● **Your task**
Convert the lines below into a JSON list of strings, with one string for each line and blank lines left out.

[Start]

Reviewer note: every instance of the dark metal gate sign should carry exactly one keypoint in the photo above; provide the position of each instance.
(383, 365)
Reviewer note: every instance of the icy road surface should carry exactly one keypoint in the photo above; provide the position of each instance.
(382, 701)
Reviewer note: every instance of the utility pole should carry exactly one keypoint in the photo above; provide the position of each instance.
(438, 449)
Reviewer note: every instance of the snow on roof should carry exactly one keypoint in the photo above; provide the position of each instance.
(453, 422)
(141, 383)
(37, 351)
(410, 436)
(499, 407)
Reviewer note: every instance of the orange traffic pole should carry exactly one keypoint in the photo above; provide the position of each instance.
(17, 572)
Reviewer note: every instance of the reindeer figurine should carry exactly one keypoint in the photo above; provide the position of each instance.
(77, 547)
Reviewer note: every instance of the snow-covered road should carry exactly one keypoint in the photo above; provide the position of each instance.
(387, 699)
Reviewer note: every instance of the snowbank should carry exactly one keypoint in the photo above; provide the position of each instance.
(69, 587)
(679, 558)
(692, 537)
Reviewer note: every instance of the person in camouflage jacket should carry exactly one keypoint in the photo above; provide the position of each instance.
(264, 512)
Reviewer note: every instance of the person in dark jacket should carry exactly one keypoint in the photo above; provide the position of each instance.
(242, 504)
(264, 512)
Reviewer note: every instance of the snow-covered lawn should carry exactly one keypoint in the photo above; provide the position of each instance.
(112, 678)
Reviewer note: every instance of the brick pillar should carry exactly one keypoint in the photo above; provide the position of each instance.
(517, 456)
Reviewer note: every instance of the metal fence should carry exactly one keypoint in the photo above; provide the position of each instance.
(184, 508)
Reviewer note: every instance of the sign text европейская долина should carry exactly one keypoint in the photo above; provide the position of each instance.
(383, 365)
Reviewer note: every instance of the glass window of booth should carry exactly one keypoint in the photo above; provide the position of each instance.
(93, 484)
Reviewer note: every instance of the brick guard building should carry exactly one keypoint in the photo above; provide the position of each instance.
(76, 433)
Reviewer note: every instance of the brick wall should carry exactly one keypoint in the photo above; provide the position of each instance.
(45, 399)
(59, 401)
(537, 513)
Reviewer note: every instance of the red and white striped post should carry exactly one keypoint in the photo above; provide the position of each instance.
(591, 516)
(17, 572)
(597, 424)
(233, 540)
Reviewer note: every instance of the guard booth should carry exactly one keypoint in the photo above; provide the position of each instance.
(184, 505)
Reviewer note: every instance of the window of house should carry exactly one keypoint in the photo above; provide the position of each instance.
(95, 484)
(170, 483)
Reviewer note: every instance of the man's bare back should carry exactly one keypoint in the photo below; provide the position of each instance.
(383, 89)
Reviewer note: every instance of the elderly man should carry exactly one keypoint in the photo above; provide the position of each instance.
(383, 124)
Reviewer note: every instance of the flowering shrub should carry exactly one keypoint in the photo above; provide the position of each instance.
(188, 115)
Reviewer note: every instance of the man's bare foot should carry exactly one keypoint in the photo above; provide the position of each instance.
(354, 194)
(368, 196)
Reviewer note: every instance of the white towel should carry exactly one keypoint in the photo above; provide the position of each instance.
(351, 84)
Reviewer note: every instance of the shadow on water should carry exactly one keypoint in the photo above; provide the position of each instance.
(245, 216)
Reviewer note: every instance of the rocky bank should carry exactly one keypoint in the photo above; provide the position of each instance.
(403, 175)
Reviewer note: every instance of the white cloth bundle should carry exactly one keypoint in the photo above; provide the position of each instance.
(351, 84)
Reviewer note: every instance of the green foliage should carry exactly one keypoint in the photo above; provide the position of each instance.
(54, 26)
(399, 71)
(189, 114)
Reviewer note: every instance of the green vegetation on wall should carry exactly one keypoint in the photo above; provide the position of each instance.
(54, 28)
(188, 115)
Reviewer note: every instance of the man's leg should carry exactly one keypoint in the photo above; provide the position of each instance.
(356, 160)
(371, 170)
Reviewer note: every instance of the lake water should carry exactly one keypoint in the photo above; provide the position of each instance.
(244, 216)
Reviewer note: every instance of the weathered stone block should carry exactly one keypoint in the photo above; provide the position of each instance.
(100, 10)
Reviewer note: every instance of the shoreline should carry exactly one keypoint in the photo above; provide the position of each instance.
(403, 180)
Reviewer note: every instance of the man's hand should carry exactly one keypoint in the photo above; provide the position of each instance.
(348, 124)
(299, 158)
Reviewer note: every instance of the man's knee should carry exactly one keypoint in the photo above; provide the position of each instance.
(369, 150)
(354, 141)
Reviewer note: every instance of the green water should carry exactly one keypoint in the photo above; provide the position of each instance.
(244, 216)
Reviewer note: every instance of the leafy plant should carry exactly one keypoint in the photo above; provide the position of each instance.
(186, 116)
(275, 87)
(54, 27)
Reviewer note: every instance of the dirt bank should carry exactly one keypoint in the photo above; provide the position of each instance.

[End]

● **Solved problem**
[
  "Reviewer note: every instance of the dark metal gate sign should carry exactly one keypoint in the photo above; provide the position of each instance.",
  "(383, 365)",
  "Reviewer note: every instance of the icy road surface should carry exactly one keypoint in the photo above; provide the position of each instance.",
  "(382, 701)",
  "Reviewer note: every instance of the utility pole should carry exactly one keypoint in the photo above; provide the position of each instance.",
  "(438, 449)",
  "Reviewer note: every instance of the snow on roof should carry exactly one keypoint in the photo above; provide the position of each instance.",
  "(453, 422)",
  "(141, 383)",
  "(37, 351)",
  "(410, 436)",
  "(499, 407)",
  "Reviewer note: every instance of the orange traffic pole should carry exactly one keypoint in the photo above; provide the position of each instance.",
  "(17, 572)",
  "Reviewer note: every instance of the reindeer figurine should carry exactly one keypoint in the photo above; provide the position of each instance.",
  "(77, 547)",
  "Reviewer note: every instance of the snow-covered road should carry exactly one keypoint in the photo above; provide the position of each instance.",
  "(387, 699)",
  "Reviewer note: every instance of the snowbank should carry exactly one keypoint in the photo above; provide the position of each instance.",
  "(69, 587)",
  "(679, 558)",
  "(692, 537)",
  "Reviewer note: every instance of the person in camouflage jacket should carry exactly one keypoint in the photo above; provide the position of each instance.",
  "(264, 512)",
  "Reviewer note: every instance of the person in dark jacket should carry exactly one keypoint in the photo above; provide the position of each instance.",
  "(242, 504)",
  "(264, 512)",
  "Reviewer note: every instance of the snow-covered lawn should carry exactly one keypoint in the photo above; provide the position of each instance.",
  "(112, 678)",
  "Reviewer note: every instance of the brick pillar should carry exactly one keypoint in the photo above; provide the position of each instance.",
  "(517, 456)",
  "Reviewer note: every instance of the metal fence should carry exactly one keypoint in the photo above; provide the position of each instance.",
  "(184, 508)",
  "Reviewer note: every instance of the sign text европейская долина should carry exactly one keypoint in the photo above; provide the position of each instance.",
  "(383, 365)",
  "Reviewer note: every instance of the glass window of booth should carry exactly one keypoint in the photo above; provide the position of each instance.",
  "(93, 484)",
  "Reviewer note: every instance of the brick guard building should carry exactly one keypoint in the photo above; provide the position of each instance.",
  "(76, 433)",
  "Reviewer note: every instance of the brick wall should carry exactly one keypoint in the photo above; provide the position of each instance.",
  "(45, 399)",
  "(59, 401)",
  "(537, 513)",
  "Reviewer note: every instance of the red and white striped post should carry exactly one keypoint in the photo above; provide the position of each instance.",
  "(591, 516)",
  "(17, 572)",
  "(597, 424)",
  "(233, 540)",
  "Reviewer note: every instance of the guard booth should carry exactly one keypoint in the photo above; provide the position of each instance.",
  "(184, 505)",
  "Reviewer note: every instance of the window of house should carry exactly one keypoint in the photo above; provide the position of each instance.",
  "(95, 484)",
  "(170, 483)",
  "Reviewer note: every instance of the man's bare back should carry exactly one keypoint in the photo below; provide the position of each instance.",
  "(383, 89)",
  "Reviewer note: every instance of the elderly man should carry exactly one keypoint in the photo above; provide the position of each instance.",
  "(383, 124)",
  "Reviewer note: every instance of the flowering shrub should carry exactly one keypoint in the photo above; provide the position of each instance.",
  "(188, 115)",
  "Reviewer note: every instance of the man's bare foot should carry exactly one keypoint in the photo above; provide the position of each instance.",
  "(354, 194)",
  "(368, 196)",
  "Reviewer note: every instance of the white towel should carry exactly one keypoint in the photo above; provide the position of each instance.",
  "(351, 84)",
  "Reviewer note: every instance of the shadow on water should carry exactly one keypoint in the photo above; provide the position of each instance.",
  "(245, 216)",
  "Reviewer note: every instance of the rocky bank should carry exactly one keypoint in the photo above; provide the position of each instance.",
  "(403, 175)",
  "Reviewer note: every instance of the white cloth bundle should carry exactly one keypoint in the photo above; provide the position of each instance.",
  "(351, 84)",
  "Reviewer note: every instance of the green foliage should carry exactly one keypoint in the photo above; provide the position of each instance.",
  "(54, 26)",
  "(399, 71)",
  "(189, 114)",
  "Reviewer note: every instance of the green vegetation on wall should carry exactly one keypoint in the photo above; provide the position of each instance.",
  "(54, 28)",
  "(188, 115)",
  "Reviewer note: every instance of the man's leg should carry exactly one keypoint in the photo above; provide the position of each instance.",
  "(356, 160)",
  "(371, 170)",
  "Reviewer note: every instance of the lake water should carry exactly one keypoint in the photo above; provide the position of each instance.",
  "(244, 216)",
  "Reviewer note: every instance of the weathered stone block should carry exactly one keypoint in the photo above; provide the position of each instance.",
  "(100, 10)",
  "Reviewer note: every instance of the shoreline should carry exactly one keypoint in the photo above; provide the position of each instance.",
  "(403, 180)",
  "Reviewer note: every instance of the man's hand should carry exactly one keypoint in the photo above; provide the position of each instance.",
  "(348, 124)",
  "(299, 158)",
  "Reviewer note: every instance of the man's knee should carry exactly one keypoint in the photo above; provide the position of each instance.",
  "(369, 150)",
  "(354, 141)",
  "Reviewer note: every instance of the green water should carry exactly one keypoint in the photo above; provide the position of each instance.",
  "(244, 216)",
  "Reviewer note: every instance of the leafy plant should carry exactly one keypoint in the photo above; provide the position of each instance.",
  "(186, 116)",
  "(275, 87)",
  "(54, 27)",
  "Reviewer note: every instance of the dirt bank should carry exactly one keypoint in the photo above; provide the position of each instance."
]